== Recorded information

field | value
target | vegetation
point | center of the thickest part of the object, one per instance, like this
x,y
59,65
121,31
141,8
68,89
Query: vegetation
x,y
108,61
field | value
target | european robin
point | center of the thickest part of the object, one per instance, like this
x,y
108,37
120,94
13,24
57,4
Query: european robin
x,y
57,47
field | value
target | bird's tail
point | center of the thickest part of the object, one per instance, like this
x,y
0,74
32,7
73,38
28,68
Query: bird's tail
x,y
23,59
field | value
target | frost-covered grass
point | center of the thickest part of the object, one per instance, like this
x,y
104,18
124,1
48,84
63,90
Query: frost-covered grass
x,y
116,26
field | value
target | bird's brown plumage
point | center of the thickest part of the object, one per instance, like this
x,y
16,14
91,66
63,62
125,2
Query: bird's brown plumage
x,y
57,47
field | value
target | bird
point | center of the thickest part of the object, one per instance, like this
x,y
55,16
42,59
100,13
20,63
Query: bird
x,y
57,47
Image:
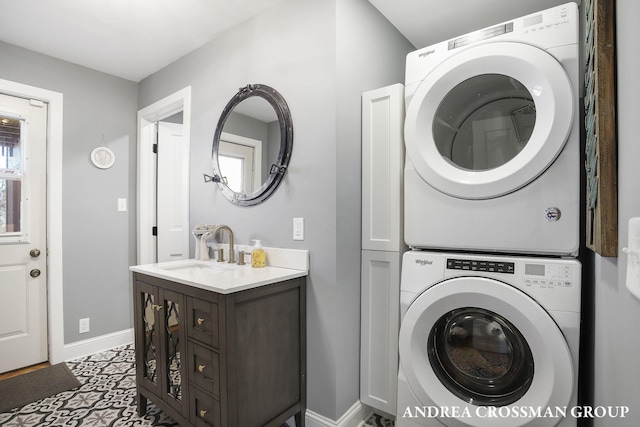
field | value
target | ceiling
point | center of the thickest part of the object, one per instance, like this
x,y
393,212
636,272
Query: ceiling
x,y
451,18
135,38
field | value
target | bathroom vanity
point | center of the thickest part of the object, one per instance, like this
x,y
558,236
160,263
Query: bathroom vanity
x,y
222,344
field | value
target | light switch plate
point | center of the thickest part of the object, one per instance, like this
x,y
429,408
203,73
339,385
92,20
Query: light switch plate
x,y
633,257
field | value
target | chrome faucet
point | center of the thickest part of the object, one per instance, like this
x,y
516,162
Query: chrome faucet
x,y
232,250
203,253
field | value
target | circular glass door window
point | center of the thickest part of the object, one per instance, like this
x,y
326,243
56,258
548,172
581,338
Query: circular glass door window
x,y
480,357
484,122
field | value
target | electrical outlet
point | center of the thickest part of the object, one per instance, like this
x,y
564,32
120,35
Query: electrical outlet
x,y
84,326
298,229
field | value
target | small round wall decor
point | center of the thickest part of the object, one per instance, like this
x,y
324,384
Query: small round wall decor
x,y
102,157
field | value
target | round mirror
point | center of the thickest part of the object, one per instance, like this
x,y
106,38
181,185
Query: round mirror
x,y
252,145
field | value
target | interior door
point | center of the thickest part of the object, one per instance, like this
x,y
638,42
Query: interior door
x,y
172,193
23,249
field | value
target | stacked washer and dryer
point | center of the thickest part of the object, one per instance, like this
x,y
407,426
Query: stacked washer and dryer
x,y
491,289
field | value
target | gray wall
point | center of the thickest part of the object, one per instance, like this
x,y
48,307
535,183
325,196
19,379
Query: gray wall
x,y
617,312
98,241
320,56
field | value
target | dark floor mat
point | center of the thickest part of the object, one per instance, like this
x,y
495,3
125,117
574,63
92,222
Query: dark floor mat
x,y
23,389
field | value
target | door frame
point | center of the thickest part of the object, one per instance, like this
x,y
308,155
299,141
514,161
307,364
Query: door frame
x,y
172,104
55,301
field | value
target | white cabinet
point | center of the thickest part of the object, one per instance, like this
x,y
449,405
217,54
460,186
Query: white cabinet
x,y
382,244
380,320
382,168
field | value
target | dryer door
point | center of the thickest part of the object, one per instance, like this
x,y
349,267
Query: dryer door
x,y
473,343
489,120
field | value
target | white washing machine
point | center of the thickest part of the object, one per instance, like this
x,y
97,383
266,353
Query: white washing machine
x,y
488,340
492,138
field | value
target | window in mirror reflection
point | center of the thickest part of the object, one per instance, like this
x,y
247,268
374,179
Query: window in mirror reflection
x,y
238,158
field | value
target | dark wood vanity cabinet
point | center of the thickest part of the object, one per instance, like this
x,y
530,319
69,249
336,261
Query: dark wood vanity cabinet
x,y
221,360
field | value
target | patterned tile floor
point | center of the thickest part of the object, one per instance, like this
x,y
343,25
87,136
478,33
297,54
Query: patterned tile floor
x,y
106,397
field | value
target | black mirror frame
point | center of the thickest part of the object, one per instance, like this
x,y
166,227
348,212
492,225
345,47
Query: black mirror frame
x,y
278,169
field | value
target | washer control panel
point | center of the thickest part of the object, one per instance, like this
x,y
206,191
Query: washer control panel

====

[Exercise description]:
Reproduce the full listing faithfully, but do not carry over any pictures.

[Output]:
field | value
target | vegetation
point | center of the thickest part of the object, one per instance, like this
x,y
59,65
121,31
141,8
68,89
Query: vegetation
x,y
108,61
field | value
target | european robin
point | center of the thickest part of the object, one per instance, like this
x,y
108,37
120,94
13,24
57,4
Query: european robin
x,y
57,47
field | value
target | bird's tail
point | center of the thickest part of the object, one per instance, like this
x,y
0,74
32,7
73,38
28,68
Query: bird's tail
x,y
23,59
field | value
target | frost-covered grass
point | center of the thickest part of the object, one per instance, like this
x,y
104,18
124,1
48,84
63,90
Query: frost-covered grass
x,y
116,26
field | value
target | bird's brown plumage
point | center of the thickest part of the object, one per instance, like this
x,y
16,14
91,66
63,62
125,2
Query: bird's brown plumage
x,y
57,47
field | value
target | bird
point | center of the thickest part of the object, one per instance, like this
x,y
55,16
42,59
100,13
20,63
Query: bird
x,y
57,47
Image:
field | value
target | ceiling
point | center of the thickest part of the object, one per instance, like this
x,y
393,212
636,272
Query: ceiling
x,y
451,18
135,38
field | value
target | bathroom vanity
point | center of the thickest part of the object, one per instance, like this
x,y
558,236
160,263
Query: bathroom vanity
x,y
222,344
field | value
target | light switch plate
point | center of the thickest part of the object, one per instance, like this
x,y
429,408
203,73
339,385
92,20
Query: light switch plate
x,y
633,257
field | value
target | chrome faucet
point | center of the thickest part of the object, one per instance, like this
x,y
516,162
Query: chrome faucet
x,y
232,250
203,253
field | value
target | circular glass door window
point | center of the thickest part of the object, one per instance, like this
x,y
326,243
56,258
548,172
581,338
Query: circular glass door window
x,y
480,357
484,122
field | value
target | electrical outlet
point | center of the thickest part of the object, one per instance, like this
x,y
564,32
120,35
Query: electrical outlet
x,y
84,326
298,229
field | value
target | small round wall decor
point | center of the thickest part of the object, one per instance, like this
x,y
324,384
Query: small round wall decor
x,y
102,157
field | value
target | round mirror
point | center of the thickest part of the object, one per instance, like this
x,y
106,38
181,185
Query: round mirror
x,y
252,145
field | value
target | interior door
point | center of the thickest part of the object, one per instance, like this
x,y
638,42
Query: interior door
x,y
172,193
23,249
field | value
target | stacked washer and dryer
point | center of the thickest part of the object, one per instance, like this
x,y
407,426
Query: stacked washer and dryer
x,y
491,289
field | value
target | gray wall
point | center of the thickest part of the object, one per instance, like this
x,y
48,307
535,183
325,196
19,379
Query: gray wall
x,y
617,312
98,241
320,56
field | value
target | dark floor mat
point | center of the thickest part of the object, one per instance, like this
x,y
495,3
125,117
574,63
92,222
Query: dark floor mat
x,y
23,389
field | value
target | door frame
point | center of the thickest part of the object, one per instance, like this
x,y
308,155
299,141
514,161
307,364
Query: door frame
x,y
172,104
55,301
field | value
target | white cabinet
point | center of the thickest part of the object, one per instance, like this
x,y
449,405
217,54
460,186
Query: white cabinet
x,y
382,244
380,320
382,168
field | value
target | dryer door
point | center of the thickest part of the object, one per instance, like this
x,y
349,267
Query: dryer door
x,y
473,343
489,120
field | value
target | white washing machine
point | center of the thickest part of the object, one per instance, like this
x,y
97,383
266,353
Query: white washing machine
x,y
488,340
492,138
field | value
target | window in mirror reflection
point | center of the thickest part of the object, one per instance, like this
x,y
247,268
374,179
Query: window in mirror reflection
x,y
238,158
field | value
target | dark wood vanity cabinet
point | center of the thickest part of the object, one per instance, like this
x,y
530,319
69,249
336,261
Query: dark wood vanity cabinet
x,y
221,360
field | value
target | patterned tile floor
point | center of the thickest part of the object, one per instance, like this
x,y
343,25
87,136
478,33
297,54
Query: patterned tile floor
x,y
106,397
field | value
target | black mirror frame
point | center of the thickest part of the object, one per instance, like this
x,y
166,227
348,212
492,225
345,47
Query: black mirror frame
x,y
278,169
field | value
target | washer control panel
point | center of the thickest part of the object, one per instance, like this
x,y
206,191
Query: washer control panel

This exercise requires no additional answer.